=== Source material ===
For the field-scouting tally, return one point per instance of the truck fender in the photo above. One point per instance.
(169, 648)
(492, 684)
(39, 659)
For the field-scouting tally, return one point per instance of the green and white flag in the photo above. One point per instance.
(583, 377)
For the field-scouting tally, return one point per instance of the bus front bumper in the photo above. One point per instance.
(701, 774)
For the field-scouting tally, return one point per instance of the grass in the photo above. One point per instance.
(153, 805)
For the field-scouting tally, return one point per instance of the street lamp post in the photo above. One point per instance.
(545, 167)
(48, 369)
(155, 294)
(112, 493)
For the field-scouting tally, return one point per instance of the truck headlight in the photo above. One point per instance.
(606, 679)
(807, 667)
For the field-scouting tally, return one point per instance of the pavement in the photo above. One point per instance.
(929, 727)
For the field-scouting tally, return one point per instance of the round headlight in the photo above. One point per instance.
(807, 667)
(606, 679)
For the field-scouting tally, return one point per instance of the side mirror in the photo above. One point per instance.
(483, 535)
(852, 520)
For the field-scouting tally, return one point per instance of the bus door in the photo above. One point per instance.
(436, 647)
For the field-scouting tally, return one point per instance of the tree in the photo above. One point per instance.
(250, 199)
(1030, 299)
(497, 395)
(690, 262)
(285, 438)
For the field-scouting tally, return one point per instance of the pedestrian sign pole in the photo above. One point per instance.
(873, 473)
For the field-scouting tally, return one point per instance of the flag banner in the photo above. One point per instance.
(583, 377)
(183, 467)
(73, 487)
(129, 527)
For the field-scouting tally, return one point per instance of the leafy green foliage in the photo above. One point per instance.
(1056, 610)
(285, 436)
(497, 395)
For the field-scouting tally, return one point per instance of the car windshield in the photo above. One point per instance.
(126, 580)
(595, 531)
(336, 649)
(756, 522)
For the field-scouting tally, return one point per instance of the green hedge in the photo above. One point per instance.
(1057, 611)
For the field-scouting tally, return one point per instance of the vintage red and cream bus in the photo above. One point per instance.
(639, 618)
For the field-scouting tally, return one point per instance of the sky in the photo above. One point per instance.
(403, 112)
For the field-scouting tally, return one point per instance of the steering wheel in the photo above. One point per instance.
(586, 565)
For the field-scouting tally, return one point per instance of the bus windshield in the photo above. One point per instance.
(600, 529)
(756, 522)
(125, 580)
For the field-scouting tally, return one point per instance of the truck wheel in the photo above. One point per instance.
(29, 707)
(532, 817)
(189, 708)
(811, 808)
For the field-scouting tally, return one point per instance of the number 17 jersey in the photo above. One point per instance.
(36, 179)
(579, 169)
===
__Stated exercise__. Every record above needs to be repeated word for word.

__Solution to this problem__.
For the field-scouting tally, return one point per instance of the truck fender in the photo above. One point per instance.
(169, 648)
(492, 684)
(39, 659)
For the field-scouting tally, return one point per instance of the green and white flag in the photo above. One point per instance.
(583, 377)
For the field-scouting tally, return one point per instance of the bus front bumper in the photo above. One point per instance.
(701, 774)
For the field-scouting tally, return one point per instance of the grass in the photo above. One point per instance.
(153, 805)
For the field-scouting tally, return one point per instance of the street lamp post in the photo above. One point per instance.
(545, 167)
(48, 369)
(155, 294)
(112, 493)
For the field-scouting tally, return one point per instance of the truck headlight in the photo above. One point per instance.
(606, 679)
(807, 667)
For the field-scouting tally, return one point per instance of the pavement in the photo above. One point per instance.
(929, 727)
For the field-scouting tally, return one point per instance of the round headlight in the photo above. One point per instance.
(807, 667)
(606, 679)
For the field-scouting tally, return one point per instance of the side mirror in the photo above. One point per instance.
(483, 535)
(852, 520)
For the field-scouting tally, return one point per instance of the bus door in the photo above. One point per instance.
(436, 647)
For the field-scouting tally, return one point per instance of the tree in the photo above. One point per instance.
(250, 199)
(1030, 299)
(497, 395)
(690, 262)
(285, 438)
For the field-scouting tally, return one point per instance of the pedestrian sign pole in the photo above. One point per instance.
(873, 473)
For the field-scouting tally, return one point per instance of the flag banner in the photo above. One point per instance.
(583, 377)
(183, 467)
(73, 487)
(129, 527)
For the field-scouting tally, return one point per instance of the leafy green foliage in the photo above. One point per instance.
(1056, 610)
(285, 436)
(497, 395)
For the field-scouting tally, return one point per instance of the car windshield in the photo above. One point per instance.
(126, 580)
(595, 531)
(336, 649)
(756, 522)
For the field-scouting tally, return one point per instance of the green hedge in the photo above. One point per instance.
(1057, 611)
For the field-scouting tally, return one point per instance of the vintage red and cream bus in the photo above. One point per instance.
(639, 618)
For the field-scouting tally, return one point per instance of the sky in the photo above. One point per instance.
(403, 112)
For the field-scouting tally, return one point per instance of the steering wheel in the photo above. One point per instance.
(586, 565)
For the field-scouting tally, return one point per instance of the bus windshield in the photo above. One point per instance.
(600, 529)
(756, 522)
(125, 580)
For the field-scouting tally, return one point per instance of the truck wheel in the photo above. One point per instance.
(29, 707)
(532, 817)
(189, 708)
(811, 808)
For the field-scouting tally, return one point per instance of the number 17 jersey in the photo above. One point per instance.
(36, 179)
(579, 169)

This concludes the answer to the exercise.